Record set:
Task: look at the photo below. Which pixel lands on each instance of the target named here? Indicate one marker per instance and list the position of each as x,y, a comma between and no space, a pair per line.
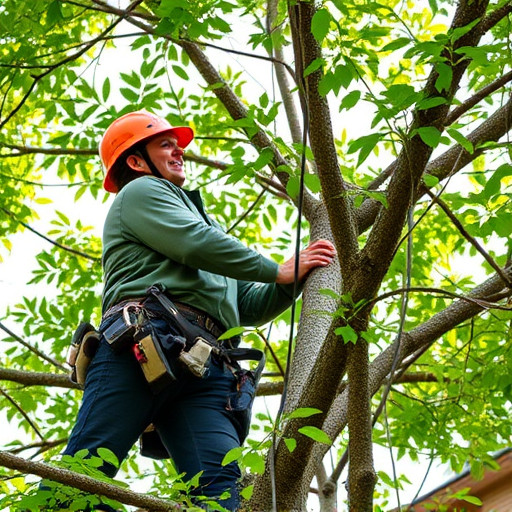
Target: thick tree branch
85,483
495,17
41,446
362,477
450,162
477,98
57,244
412,161
418,339
282,78
37,378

Given task: Render the records as a two-column CSV with the columns request and points, one row per request: put its text in the first and its answer in the second, each in a single quoted field with line breaks replaced by spaces. Leave the pictures out.

Task response:
request,points
"Task: look at the photo below. Which pixel lands on each instance of the target named here? Indicate one marker per instance and list the position of each as x,y, a comma between and no space, a pair per line. Target: thick tree branch","85,483 495,17 41,446 362,477 450,162 477,98 57,244 412,161 418,339 282,78 37,378"